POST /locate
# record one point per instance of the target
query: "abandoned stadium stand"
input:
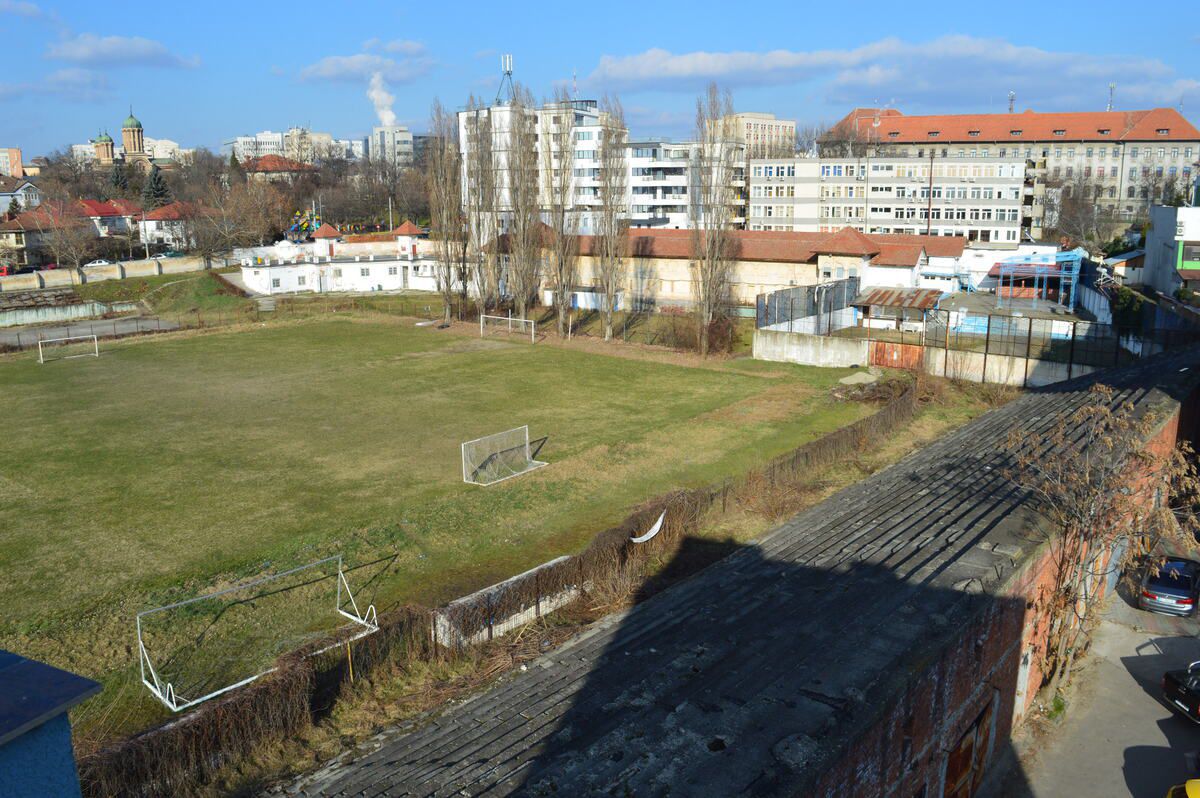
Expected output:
(881, 642)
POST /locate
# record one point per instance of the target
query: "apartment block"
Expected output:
(1125, 160)
(981, 199)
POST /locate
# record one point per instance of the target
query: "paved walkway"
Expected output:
(28, 336)
(1117, 738)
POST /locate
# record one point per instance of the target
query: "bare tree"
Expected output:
(1108, 499)
(612, 219)
(711, 203)
(63, 229)
(526, 238)
(445, 201)
(557, 147)
(481, 202)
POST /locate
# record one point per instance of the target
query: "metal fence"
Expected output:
(1065, 341)
(808, 309)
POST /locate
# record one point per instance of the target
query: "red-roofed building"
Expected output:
(167, 226)
(1127, 159)
(275, 168)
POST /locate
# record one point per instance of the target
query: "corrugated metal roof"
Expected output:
(921, 299)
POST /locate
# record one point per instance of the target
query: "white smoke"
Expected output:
(382, 99)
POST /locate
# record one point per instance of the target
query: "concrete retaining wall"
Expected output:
(61, 312)
(809, 349)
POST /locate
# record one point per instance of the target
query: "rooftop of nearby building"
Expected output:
(753, 677)
(34, 693)
(889, 125)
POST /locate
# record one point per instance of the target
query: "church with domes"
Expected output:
(133, 148)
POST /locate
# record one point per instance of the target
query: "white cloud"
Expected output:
(19, 9)
(361, 66)
(949, 72)
(113, 51)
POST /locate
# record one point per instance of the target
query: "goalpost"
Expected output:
(76, 346)
(501, 456)
(508, 324)
(185, 658)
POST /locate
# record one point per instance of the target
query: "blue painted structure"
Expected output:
(36, 759)
(1060, 267)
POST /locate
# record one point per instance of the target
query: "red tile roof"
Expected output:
(171, 213)
(126, 207)
(847, 241)
(99, 208)
(275, 163)
(1029, 126)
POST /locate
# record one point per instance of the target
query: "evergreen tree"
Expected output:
(118, 180)
(155, 193)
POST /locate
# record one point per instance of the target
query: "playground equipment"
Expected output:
(304, 223)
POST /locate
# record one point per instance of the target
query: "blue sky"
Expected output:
(201, 73)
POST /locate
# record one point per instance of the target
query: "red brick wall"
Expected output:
(906, 749)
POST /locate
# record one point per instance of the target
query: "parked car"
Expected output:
(1170, 588)
(1191, 789)
(1181, 691)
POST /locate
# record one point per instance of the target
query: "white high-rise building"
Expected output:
(391, 143)
(257, 145)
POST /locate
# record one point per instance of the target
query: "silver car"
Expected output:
(1170, 588)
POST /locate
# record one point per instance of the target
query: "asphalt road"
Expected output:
(1117, 737)
(29, 336)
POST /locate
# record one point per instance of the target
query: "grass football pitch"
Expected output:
(177, 465)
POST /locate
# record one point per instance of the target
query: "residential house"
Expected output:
(275, 168)
(21, 190)
(167, 226)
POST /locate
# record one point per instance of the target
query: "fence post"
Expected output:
(987, 346)
(1071, 354)
(1029, 351)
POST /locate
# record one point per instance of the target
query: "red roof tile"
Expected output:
(1029, 126)
(171, 213)
(847, 241)
(275, 163)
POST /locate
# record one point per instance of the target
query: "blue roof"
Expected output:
(33, 693)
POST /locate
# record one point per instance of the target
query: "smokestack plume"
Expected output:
(382, 99)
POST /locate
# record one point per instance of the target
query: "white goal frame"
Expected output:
(165, 691)
(509, 321)
(94, 353)
(534, 465)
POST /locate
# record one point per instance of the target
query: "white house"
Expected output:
(21, 190)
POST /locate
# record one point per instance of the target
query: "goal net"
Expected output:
(198, 648)
(508, 325)
(501, 456)
(77, 346)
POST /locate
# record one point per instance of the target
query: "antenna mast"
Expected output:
(507, 81)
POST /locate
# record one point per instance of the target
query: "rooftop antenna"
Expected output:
(507, 81)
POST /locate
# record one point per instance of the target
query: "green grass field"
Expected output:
(174, 465)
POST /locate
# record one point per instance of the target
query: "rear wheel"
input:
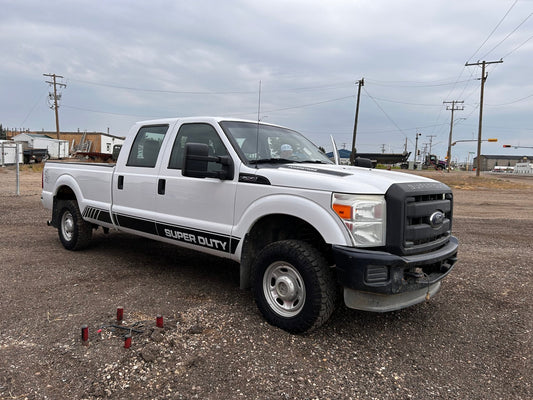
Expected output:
(293, 286)
(74, 232)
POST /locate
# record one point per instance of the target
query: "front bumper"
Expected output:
(381, 281)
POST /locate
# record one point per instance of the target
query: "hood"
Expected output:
(335, 178)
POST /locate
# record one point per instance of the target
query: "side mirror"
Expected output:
(197, 160)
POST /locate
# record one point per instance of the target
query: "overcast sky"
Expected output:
(126, 60)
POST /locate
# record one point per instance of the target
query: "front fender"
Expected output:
(324, 220)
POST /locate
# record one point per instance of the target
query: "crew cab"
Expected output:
(299, 225)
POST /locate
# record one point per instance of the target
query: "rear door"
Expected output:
(135, 182)
(197, 212)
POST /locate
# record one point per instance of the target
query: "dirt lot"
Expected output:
(472, 341)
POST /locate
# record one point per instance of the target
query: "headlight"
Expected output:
(364, 216)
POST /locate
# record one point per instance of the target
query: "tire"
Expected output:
(74, 232)
(293, 286)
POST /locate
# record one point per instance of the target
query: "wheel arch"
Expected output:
(66, 189)
(301, 219)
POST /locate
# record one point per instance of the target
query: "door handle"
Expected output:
(161, 186)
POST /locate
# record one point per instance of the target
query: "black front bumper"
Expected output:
(383, 273)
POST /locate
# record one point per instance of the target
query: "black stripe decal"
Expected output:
(137, 224)
(97, 214)
(196, 237)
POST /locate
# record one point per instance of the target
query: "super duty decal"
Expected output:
(196, 237)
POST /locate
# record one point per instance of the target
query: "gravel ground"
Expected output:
(472, 341)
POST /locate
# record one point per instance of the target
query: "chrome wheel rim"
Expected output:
(67, 226)
(284, 289)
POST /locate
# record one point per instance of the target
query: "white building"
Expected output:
(56, 148)
(523, 168)
(8, 153)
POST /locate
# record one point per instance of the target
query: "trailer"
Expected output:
(8, 153)
(387, 158)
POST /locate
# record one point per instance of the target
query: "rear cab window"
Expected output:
(197, 133)
(146, 146)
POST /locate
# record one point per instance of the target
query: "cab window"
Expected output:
(146, 146)
(197, 133)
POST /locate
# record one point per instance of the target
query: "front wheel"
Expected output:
(293, 286)
(74, 232)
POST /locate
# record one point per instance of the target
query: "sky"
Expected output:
(291, 63)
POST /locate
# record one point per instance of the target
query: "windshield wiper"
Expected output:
(272, 161)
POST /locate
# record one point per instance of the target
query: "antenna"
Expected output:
(258, 120)
(259, 105)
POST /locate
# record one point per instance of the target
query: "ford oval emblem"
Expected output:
(436, 219)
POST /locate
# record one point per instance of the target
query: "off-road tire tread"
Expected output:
(320, 280)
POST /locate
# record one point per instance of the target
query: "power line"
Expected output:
(452, 109)
(494, 30)
(387, 115)
(56, 96)
(483, 79)
(516, 48)
(506, 37)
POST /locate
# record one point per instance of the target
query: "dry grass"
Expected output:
(469, 180)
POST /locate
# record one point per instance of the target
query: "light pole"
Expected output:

Directive ▸ Write out the material above again, word for word, minus its pictures.

Response ▸
POST /locate
# record one point per instance of the target
query: "abandoned stadium stand"
input:
Expected output:
(881, 642)
POST /locate
# record one point per instance of the target
query: "apartment block"
Expected output:
(1125, 160)
(981, 199)
POST /locate
# record one point per instance of the target
query: "paved walkway"
Expected output:
(28, 336)
(1117, 738)
POST /locate
# record one point per instance of the target
query: "bare tree"
Expected output:
(1108, 499)
(612, 219)
(711, 203)
(63, 229)
(526, 238)
(445, 201)
(557, 147)
(481, 202)
POST /locate
# record one point per instance of the target
query: "metal fence"
Expected output:
(1065, 341)
(808, 309)
POST /locate
# record one point per instance of the target
query: "red-roofed building"
Expected output:
(167, 226)
(1127, 159)
(275, 168)
POST /locate
# record one point per instance of the target
query: "corrugated metal roof"
Expected output:
(921, 299)
POST /locate
# record one point per instance of the target
query: "white smoke"
Expected output:
(382, 99)
POST /locate
# record one point per instance of the target
query: "concrete retaining wall"
Expected output:
(61, 312)
(809, 349)
POST /locate
# record one point per instance of the target
query: "rooftop of nearby building"
Expected output:
(753, 677)
(34, 693)
(889, 125)
POST /locate
# record one point per instance of the target
query: "church with domes"
Expected output:
(133, 148)
POST /locate
# record one point per instance of the target
query: "white cloud"
Expected output:
(19, 9)
(361, 66)
(949, 72)
(113, 51)
POST /locate
# record one point per instance of the target
query: "goalpost"
Expected output:
(76, 346)
(501, 456)
(508, 324)
(185, 658)
POST /locate
# record one point per instance of the target
query: "blue painted structure"
Expected output:
(36, 759)
(1060, 267)
POST /locate
# record one point per instance of the target
query: "red tile roof"
Expected output:
(171, 213)
(126, 207)
(847, 241)
(99, 208)
(275, 163)
(1029, 126)
POST /locate
# record one point per instance of the target
query: "evergreen tree"
Expected output:
(118, 180)
(155, 193)
POST /locate
# record one point per instance of the target
query: "playground equipment"
Expected output:
(304, 223)
POST /locate
# record one point per instance of the target
query: "blue sky"
Expected output:
(201, 73)
POST /locate
# record one point per instance of the target
query: "red brick wall"
Expected output:
(906, 749)
POST /locate
# record one point per instance of the target
query: "parked car"
Expected output:
(1170, 588)
(1191, 789)
(1181, 691)
POST /locate
# record one point per instance of the target
query: "white high-rise building"
Expected output:
(391, 143)
(257, 145)
POST /locate
# record one point per instance of the target
query: "silver car"
Expected output:
(1170, 588)
POST /locate
# record one point per instance of the target
query: "asphalt road"
Expected output:
(1117, 737)
(29, 336)
POST /locate
# record one point per instance of the target
query: "grass football pitch"
Expected output:
(177, 465)
POST /locate
# record one point per instance of the target
query: "residential house"
Expected output:
(275, 168)
(21, 190)
(167, 226)
POST /locate
# record one point per instance of the target
query: "fence post"
Expected output:
(987, 346)
(1071, 354)
(1029, 351)
POST /locate
# record one point per instance of the target
query: "red roof tile"
Expected output:
(1029, 126)
(171, 213)
(847, 241)
(275, 163)
POST /locate
# record one point per instance of the target
query: "blue roof"
Expected output:
(33, 693)
POST /locate
# record one point per instance of the target
query: "smokestack plume"
Expected output:
(382, 99)
POST /locate
# record one point per instance of the target
query: "white goal frame"
Expected output:
(165, 691)
(509, 321)
(94, 353)
(534, 465)
POST /locate
# record one point per instance of the target
query: "white house"
Expected output:
(21, 190)
POST /locate
# record one point per instance of the target
query: "goal net"
Expected output:
(198, 648)
(508, 325)
(501, 456)
(77, 346)
POST /locate
# record one point per instance of the target
query: "antenna mast"
Expected output:
(507, 81)
POST /locate
# record one point per instance of the target
query: "rooftop antenna"
Expected output:
(507, 81)
POST /locate
# record one point per instance of the target
query: "green grass field"
Expected output:
(174, 465)
POST /locate
# record one point per instance of the target
query: "rear wheel"
input:
Expected output:
(293, 286)
(74, 232)
POST /locate
# record one point per instance of the target
query: "front bumper"
Expected output:
(381, 281)
POST /locate
# record one point per instance of the target
query: "hood"
Expected output:
(335, 178)
POST /locate
# record one point per instance of the target
query: "side mirror"
Expected output:
(197, 160)
POST /locate
# record one point per instance of the target
query: "overcast sky"
Expected output:
(126, 60)
POST /locate
# record one point per instance of the target
query: "front fender"
Expected output:
(324, 220)
POST /locate
# record one point per instance of the target
query: "crew cab"
Expected output:
(299, 225)
POST /locate
# record one point per instance of the target
query: "rear door"
Expected output:
(135, 182)
(197, 212)
POST /locate
# record one point per instance of the target
query: "dirt lot"
Expected output:
(472, 341)
POST /locate
# record one point per instance of the target
query: "headlight"
Expected output:
(364, 216)
POST /locate
# record one point per instance of the target
query: "tire"
Expected output:
(74, 232)
(293, 286)
POST /locate
# record one point per instance of the target
query: "wheel arch"
Expected output:
(66, 189)
(301, 219)
POST /locate
# record one point per instance of the target
query: "door handle"
Expected output:
(161, 186)
POST /locate
# record one point per instance of the target
query: "black front bumper"
Expected output:
(383, 273)
POST /locate
# record one point per instance of the target
query: "black stripe decal"
Expected output:
(137, 224)
(97, 214)
(196, 237)
POST /locate
# record one point per instance of the target
query: "super duty decal"
Expected output:
(196, 237)
POST /locate
# record one point per instance of the target
query: "gravel ground"
Expected output:
(472, 341)
POST /locate
# record one point per instance of the target
query: "chrome wheel rim"
Expected output:
(67, 226)
(284, 289)
POST /locate
# record one point per instance of the target
query: "white building"
Expected output:
(56, 148)
(523, 168)
(8, 153)
POST /locate
# record one point per instance of the target
query: "trailer"
Expected output:
(8, 153)
(387, 158)
POST /locate
# record one point per instance of the target
query: "rear cab window"
Expected output:
(197, 133)
(146, 146)
POST /locate
# record one point per instance of the target
query: "cab window"
Expected output:
(146, 146)
(197, 133)
POST /locate
# record one point per instance of the target
query: "front wheel"
Expected output:
(293, 286)
(74, 232)
POST /locate
# record one point per instance of the target
query: "sky"
Expected output:
(291, 63)
POST /locate
# record one point per instance of the target
query: "windshield wiper"
Expected output:
(272, 161)
POST /locate
# record one point per instance of the target
query: "antenna"
Expected output:
(258, 120)
(259, 105)
POST /locate
# record one point per instance of the target
query: "ford oval emblem"
Expected output:
(436, 219)
POST /locate
# record one point per instance of the target
query: "off-road tire tread"
Expected output:
(320, 280)
POST /locate
# record one point per instance of the target
query: "power line"
Expected output:
(452, 109)
(494, 30)
(387, 115)
(56, 96)
(483, 79)
(516, 48)
(506, 37)
POST /locate
# record one point per instance of the target
query: "dry grass"
Expected output:
(469, 180)
POST /locate
# record one point per instance of the target
query: "light pole"
Expected output:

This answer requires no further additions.